- INPUT
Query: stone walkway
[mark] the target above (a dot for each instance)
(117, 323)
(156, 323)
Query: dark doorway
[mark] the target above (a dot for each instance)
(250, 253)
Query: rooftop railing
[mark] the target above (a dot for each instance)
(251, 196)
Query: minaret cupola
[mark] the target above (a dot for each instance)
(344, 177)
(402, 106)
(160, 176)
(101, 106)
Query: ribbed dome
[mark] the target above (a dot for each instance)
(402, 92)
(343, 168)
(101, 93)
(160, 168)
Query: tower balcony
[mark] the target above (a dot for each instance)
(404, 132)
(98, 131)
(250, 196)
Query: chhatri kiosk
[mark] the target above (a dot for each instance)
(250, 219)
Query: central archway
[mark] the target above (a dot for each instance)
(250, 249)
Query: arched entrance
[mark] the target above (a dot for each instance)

- EXERCISE DIRECTIONS
An exact copy of the lines from the one with "Query: chhatri kiosk" through the final line of the entries is the whole answer.

- TASK ANSWER
Query: chhatri kiosk
[mark] the target above (a dot for each instance)
(250, 219)
Query: central archway
[mark] the target above (a dot for each instance)
(250, 249)
Query: arched entrance
[mark] the target above (a dot for each instance)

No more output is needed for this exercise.